**Task statement**
Print exactly, and only, the lines running from the line containing "Practice step: find the asphalt" through the end of the records below.

Entries from a dataset
# # # # #

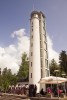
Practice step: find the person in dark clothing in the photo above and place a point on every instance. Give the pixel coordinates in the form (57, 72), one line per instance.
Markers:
(42, 92)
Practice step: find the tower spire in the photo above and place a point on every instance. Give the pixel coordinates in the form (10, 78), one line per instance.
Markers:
(33, 5)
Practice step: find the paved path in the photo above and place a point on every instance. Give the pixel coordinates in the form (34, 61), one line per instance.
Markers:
(4, 96)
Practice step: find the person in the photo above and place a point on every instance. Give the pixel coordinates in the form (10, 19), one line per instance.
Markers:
(42, 91)
(49, 90)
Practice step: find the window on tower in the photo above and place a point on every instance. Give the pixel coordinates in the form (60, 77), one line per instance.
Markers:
(31, 44)
(31, 75)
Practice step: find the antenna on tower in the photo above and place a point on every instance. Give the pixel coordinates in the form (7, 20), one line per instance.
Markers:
(33, 5)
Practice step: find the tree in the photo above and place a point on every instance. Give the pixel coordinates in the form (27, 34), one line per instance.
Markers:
(23, 72)
(53, 66)
(63, 62)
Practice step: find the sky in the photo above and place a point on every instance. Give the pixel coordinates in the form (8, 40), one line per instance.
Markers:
(15, 29)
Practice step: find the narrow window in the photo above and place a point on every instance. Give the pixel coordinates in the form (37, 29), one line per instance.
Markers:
(31, 64)
(31, 53)
(31, 75)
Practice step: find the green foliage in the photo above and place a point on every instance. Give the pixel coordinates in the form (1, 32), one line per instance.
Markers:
(53, 66)
(23, 72)
(6, 79)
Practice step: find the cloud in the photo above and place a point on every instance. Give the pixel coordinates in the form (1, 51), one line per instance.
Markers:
(10, 56)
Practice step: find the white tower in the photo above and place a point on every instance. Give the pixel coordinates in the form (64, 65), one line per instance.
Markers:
(38, 66)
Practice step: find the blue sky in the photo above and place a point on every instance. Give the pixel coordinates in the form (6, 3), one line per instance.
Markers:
(15, 26)
(15, 14)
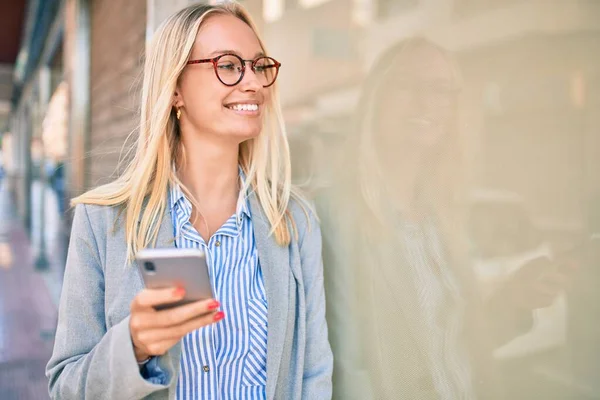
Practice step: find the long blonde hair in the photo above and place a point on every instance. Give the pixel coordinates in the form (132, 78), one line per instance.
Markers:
(142, 188)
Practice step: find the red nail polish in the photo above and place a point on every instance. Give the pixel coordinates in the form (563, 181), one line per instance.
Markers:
(219, 316)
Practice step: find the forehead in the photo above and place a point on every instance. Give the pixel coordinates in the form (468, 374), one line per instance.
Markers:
(424, 63)
(225, 32)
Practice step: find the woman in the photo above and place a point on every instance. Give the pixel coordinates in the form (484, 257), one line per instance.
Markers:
(405, 317)
(207, 174)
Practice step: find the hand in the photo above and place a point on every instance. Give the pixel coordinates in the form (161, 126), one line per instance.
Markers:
(153, 332)
(537, 283)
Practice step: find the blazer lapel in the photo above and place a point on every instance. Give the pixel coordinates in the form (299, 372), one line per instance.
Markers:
(274, 262)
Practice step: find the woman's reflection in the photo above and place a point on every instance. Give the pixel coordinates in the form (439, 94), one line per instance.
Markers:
(405, 316)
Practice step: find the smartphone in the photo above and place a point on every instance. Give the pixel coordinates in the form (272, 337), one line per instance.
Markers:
(171, 267)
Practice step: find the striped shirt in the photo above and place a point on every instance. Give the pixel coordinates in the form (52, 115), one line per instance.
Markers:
(228, 359)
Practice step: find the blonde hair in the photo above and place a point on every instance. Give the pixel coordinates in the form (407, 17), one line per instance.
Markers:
(142, 188)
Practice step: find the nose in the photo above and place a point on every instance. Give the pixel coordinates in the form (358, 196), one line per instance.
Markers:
(250, 81)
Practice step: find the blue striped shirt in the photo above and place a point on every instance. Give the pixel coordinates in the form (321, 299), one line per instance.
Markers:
(228, 359)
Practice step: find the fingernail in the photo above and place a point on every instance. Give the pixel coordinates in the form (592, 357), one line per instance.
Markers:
(219, 316)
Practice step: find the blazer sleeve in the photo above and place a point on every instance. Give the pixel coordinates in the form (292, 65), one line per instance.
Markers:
(318, 362)
(88, 360)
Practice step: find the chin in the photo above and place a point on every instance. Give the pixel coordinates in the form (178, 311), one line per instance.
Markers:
(241, 135)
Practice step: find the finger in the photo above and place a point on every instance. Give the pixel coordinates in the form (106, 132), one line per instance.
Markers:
(153, 297)
(160, 347)
(179, 331)
(178, 315)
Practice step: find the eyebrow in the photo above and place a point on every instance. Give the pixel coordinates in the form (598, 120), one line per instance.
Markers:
(218, 52)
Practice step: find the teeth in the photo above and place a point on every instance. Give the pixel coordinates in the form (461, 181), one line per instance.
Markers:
(245, 107)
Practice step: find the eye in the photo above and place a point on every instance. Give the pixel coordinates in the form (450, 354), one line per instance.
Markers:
(226, 66)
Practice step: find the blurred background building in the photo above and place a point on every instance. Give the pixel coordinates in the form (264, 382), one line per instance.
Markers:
(69, 92)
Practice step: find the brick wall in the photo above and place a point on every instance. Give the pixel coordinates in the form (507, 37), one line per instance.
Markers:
(118, 41)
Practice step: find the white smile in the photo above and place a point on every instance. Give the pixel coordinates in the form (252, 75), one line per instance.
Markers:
(243, 107)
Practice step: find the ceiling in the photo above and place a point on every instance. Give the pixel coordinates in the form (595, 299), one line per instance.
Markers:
(12, 16)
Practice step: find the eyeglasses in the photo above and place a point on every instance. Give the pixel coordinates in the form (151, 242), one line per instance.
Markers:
(230, 68)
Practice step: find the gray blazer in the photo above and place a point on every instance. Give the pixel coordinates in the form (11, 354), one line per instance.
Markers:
(93, 355)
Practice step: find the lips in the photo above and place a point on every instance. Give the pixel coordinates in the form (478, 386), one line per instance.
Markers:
(253, 107)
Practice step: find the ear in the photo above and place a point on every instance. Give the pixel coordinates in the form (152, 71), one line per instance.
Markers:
(177, 98)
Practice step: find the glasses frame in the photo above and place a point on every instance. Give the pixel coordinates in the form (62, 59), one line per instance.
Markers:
(215, 61)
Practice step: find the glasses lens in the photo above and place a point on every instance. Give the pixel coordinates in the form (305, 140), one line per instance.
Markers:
(265, 69)
(229, 68)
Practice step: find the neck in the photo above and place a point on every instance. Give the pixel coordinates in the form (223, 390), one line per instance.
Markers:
(210, 172)
(403, 188)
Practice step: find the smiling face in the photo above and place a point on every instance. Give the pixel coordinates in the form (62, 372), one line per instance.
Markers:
(209, 107)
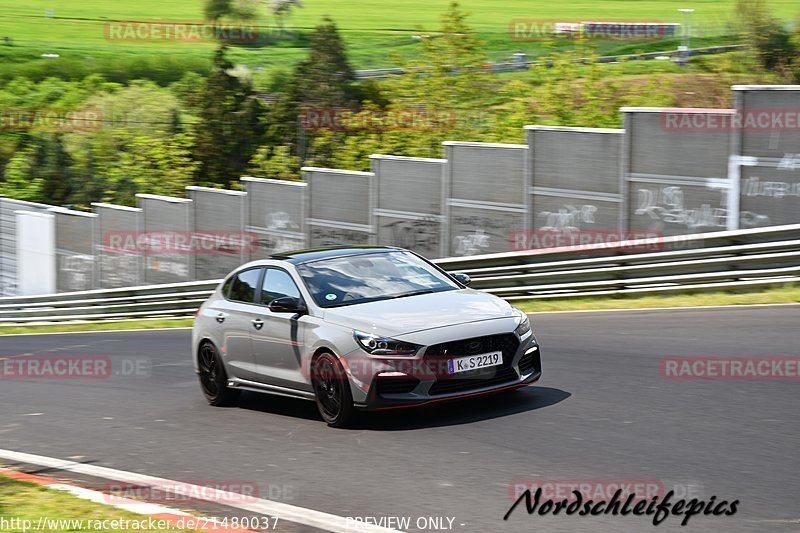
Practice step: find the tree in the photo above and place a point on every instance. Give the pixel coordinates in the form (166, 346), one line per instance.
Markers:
(282, 9)
(230, 125)
(275, 163)
(216, 9)
(775, 46)
(324, 81)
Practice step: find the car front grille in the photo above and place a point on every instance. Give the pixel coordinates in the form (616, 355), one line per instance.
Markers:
(396, 385)
(530, 362)
(474, 379)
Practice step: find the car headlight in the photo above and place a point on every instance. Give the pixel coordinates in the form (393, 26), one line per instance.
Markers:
(376, 345)
(524, 325)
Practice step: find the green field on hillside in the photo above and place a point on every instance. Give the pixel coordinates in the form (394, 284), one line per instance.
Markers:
(374, 30)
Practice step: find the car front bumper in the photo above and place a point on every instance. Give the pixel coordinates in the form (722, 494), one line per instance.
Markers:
(393, 388)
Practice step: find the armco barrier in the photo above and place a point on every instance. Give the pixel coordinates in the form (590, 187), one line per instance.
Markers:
(725, 260)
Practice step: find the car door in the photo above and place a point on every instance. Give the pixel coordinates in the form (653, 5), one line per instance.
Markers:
(235, 314)
(278, 344)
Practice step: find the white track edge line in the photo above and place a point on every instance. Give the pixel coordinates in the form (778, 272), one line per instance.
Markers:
(284, 511)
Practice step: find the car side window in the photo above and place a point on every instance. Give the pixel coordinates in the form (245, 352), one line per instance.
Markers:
(277, 284)
(226, 289)
(243, 288)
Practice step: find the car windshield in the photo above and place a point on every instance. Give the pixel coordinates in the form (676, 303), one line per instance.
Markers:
(371, 277)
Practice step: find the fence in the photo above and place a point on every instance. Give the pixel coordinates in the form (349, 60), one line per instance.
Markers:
(669, 172)
(730, 260)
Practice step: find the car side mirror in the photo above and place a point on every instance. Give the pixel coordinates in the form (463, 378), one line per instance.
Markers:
(288, 304)
(462, 278)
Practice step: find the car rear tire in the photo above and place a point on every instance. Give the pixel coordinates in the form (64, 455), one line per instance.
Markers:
(332, 391)
(213, 378)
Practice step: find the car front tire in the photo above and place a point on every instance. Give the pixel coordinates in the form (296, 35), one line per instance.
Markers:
(332, 391)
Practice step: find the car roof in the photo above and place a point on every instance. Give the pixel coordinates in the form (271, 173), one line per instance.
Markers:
(316, 254)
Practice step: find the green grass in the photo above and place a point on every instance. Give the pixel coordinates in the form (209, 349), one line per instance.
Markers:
(790, 294)
(27, 501)
(98, 326)
(375, 30)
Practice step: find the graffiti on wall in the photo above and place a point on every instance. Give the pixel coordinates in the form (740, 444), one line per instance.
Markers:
(568, 217)
(280, 233)
(76, 272)
(415, 234)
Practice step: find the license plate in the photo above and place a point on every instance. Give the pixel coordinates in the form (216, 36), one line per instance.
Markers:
(474, 362)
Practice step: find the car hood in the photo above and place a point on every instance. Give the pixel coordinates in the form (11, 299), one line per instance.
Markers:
(418, 313)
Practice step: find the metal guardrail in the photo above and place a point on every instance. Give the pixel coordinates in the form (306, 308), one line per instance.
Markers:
(729, 260)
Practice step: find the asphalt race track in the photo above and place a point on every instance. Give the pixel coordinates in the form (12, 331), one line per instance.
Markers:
(602, 411)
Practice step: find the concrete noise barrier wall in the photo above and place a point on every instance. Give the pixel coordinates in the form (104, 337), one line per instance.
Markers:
(167, 227)
(675, 166)
(576, 181)
(75, 236)
(340, 207)
(409, 210)
(276, 215)
(220, 244)
(487, 196)
(766, 161)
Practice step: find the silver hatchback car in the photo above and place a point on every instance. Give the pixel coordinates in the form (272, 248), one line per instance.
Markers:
(357, 328)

# # # # #

**Written solution**
Practice step: find the asphalt race track in the photo above and place a point on every instance. Give the pixel coordinates in the form (12, 331), one line per instance.
Markers:
(602, 411)
Practice step: find the concrete noise barrier wall in the photo above and place a point on every instance. Give the pixel coordinates in the form (104, 337), one line per instance.
Markers:
(167, 227)
(675, 166)
(576, 181)
(75, 236)
(340, 207)
(409, 210)
(276, 215)
(220, 244)
(487, 196)
(766, 161)
Practice step: find the silver hatchback car in the photo above and place a point on every instance. Give the pixel coordinates in the form (272, 248), one line per instance.
Markers:
(357, 328)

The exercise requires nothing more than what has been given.